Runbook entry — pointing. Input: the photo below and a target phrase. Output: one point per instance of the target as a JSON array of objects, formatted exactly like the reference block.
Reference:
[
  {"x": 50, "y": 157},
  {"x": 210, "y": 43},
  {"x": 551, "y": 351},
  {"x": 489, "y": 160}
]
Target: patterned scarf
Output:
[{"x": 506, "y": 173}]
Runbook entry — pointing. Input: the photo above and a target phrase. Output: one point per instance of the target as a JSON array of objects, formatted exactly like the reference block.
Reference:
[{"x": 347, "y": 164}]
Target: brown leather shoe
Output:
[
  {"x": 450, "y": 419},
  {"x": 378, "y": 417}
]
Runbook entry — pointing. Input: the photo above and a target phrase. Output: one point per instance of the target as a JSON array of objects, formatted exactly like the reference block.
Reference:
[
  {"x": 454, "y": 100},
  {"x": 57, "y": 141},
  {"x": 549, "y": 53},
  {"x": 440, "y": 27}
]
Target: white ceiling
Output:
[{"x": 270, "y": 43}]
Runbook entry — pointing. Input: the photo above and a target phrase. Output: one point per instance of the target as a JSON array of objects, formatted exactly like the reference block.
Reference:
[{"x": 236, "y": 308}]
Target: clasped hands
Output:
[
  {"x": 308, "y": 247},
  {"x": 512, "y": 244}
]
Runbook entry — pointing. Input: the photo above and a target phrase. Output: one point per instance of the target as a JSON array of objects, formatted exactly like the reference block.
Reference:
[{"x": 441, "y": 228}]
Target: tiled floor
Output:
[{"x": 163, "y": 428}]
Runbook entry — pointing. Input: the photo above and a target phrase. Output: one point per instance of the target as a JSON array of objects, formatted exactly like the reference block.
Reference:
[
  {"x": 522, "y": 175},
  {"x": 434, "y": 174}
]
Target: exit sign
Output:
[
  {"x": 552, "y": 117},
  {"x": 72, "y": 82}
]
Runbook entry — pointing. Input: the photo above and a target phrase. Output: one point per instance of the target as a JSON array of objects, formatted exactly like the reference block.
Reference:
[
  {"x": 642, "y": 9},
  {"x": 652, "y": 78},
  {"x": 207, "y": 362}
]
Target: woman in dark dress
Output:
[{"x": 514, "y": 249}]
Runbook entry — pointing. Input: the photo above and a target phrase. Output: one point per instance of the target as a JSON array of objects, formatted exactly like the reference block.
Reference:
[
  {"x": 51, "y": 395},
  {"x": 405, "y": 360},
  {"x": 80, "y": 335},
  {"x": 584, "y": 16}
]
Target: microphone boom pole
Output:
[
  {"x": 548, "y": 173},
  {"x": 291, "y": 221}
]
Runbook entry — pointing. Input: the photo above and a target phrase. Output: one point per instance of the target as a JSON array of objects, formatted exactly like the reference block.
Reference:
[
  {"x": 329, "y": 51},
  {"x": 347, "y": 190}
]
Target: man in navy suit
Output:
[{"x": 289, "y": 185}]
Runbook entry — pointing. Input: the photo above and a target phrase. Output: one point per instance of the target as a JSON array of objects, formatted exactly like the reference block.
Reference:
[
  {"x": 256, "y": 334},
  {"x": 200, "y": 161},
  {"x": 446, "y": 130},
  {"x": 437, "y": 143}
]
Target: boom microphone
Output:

▸ WHAT NEEDS TO BE DONE
Every line of the listing above is to be repeated exactly as written.

▸ FINAL ANSWER
Runbook entry — pointing. Input: the photo below and a target phrase. Output: one point per instance of the target as a JSON array of objects, formatted exactly like the reference block.
Reference:
[
  {"x": 50, "y": 157},
  {"x": 210, "y": 43},
  {"x": 551, "y": 351},
  {"x": 489, "y": 160}
]
Target: patterned scarf
Output:
[{"x": 506, "y": 173}]
Runbook entry — pointing. Input: the photo above and a target phrase. Output: one point per instance of the target as a JSON array of objects, formatted exactly like the reference block.
Reference:
[{"x": 347, "y": 164}]
Target: brown leather shoe
Output:
[
  {"x": 450, "y": 419},
  {"x": 378, "y": 417}
]
Runbook entry — pointing. Input: the photo above and a target phrase. Output: one point per instance of the target as a JSON array of objects, formatted exactly like the reference block.
Reference:
[
  {"x": 454, "y": 100},
  {"x": 57, "y": 141},
  {"x": 549, "y": 53},
  {"x": 440, "y": 27}
]
Target: white ceiling
Output:
[{"x": 270, "y": 43}]
Runbook entry — pointing. Input: the photo above and a target phrase. Output: one point per instance of the target as a JSON array of objects, formatted exactly like the reference block.
Reference:
[{"x": 236, "y": 308}]
Target: clasped hands
Output:
[
  {"x": 308, "y": 247},
  {"x": 512, "y": 244}
]
Runbook entry — pointing. Input: the photo above and a target phrase. Output: one point per instance of the target as a JSON array of objects, formatted exactly like the reference block.
Reference:
[{"x": 441, "y": 228}]
Target: tiled floor
Output:
[{"x": 163, "y": 428}]
Runbook entry — pointing. Input: the photo above and a target phrase. Output: one point per instance of the target as a JSON array of objects, formatted exactly like the reference block.
Reference:
[
  {"x": 522, "y": 175},
  {"x": 434, "y": 174}
]
Target: exit sign
Output:
[
  {"x": 552, "y": 117},
  {"x": 72, "y": 82}
]
Runbook entry — pointing. Input: the photo above and a target phrase. Output: one point per instance of the target as a JSON array of objects, formatted exactly like the reference block.
Reference:
[
  {"x": 642, "y": 9},
  {"x": 652, "y": 78},
  {"x": 207, "y": 362}
]
Target: woman in dark dress
Output:
[{"x": 514, "y": 249}]
Runbook entry — pointing. Input: the photo above and a target phrase. Output: one point per instance of the target as a JSON array of objects, formatted exactly like the reference block.
Reference:
[
  {"x": 51, "y": 395},
  {"x": 405, "y": 360},
  {"x": 80, "y": 335},
  {"x": 584, "y": 16}
]
Target: microphone boom pole
Output:
[
  {"x": 548, "y": 173},
  {"x": 291, "y": 221}
]
Runbook entry — pointing. Input: the photo above and a target phrase. Output: one point per instance of the target as a JSON array of objects, formatted exactly like the reference block.
Reference:
[
  {"x": 329, "y": 51},
  {"x": 347, "y": 190}
]
Target: man in navy suit
Output:
[{"x": 289, "y": 185}]
Runbook entry — pointing. Input: the photo above and a target phrase. Output: one point per instance of the target as a JSON array of objects, formatted exactly like the reference block.
Reference:
[
  {"x": 256, "y": 334},
  {"x": 200, "y": 161},
  {"x": 446, "y": 130},
  {"x": 437, "y": 143}
]
Target: boom microphone
Output:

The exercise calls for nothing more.